Report all lines of the data below that hold the word "each".
[Supplied records — start]
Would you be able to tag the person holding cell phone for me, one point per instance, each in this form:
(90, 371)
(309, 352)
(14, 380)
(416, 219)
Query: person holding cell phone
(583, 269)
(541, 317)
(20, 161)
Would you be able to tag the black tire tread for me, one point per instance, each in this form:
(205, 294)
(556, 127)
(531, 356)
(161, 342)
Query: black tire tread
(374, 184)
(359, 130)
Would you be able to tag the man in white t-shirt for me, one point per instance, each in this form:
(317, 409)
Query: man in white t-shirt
[Supplied records — finish]
# [Finished task]
Would you be able to tag the person holding cell phone for me, one point per instance, each in this form:
Would you be able to tag the black tire tread for me, one point per instance, each in this form:
Would you be able to tag the man in white t-shirt for me, one point per instance, each in this form:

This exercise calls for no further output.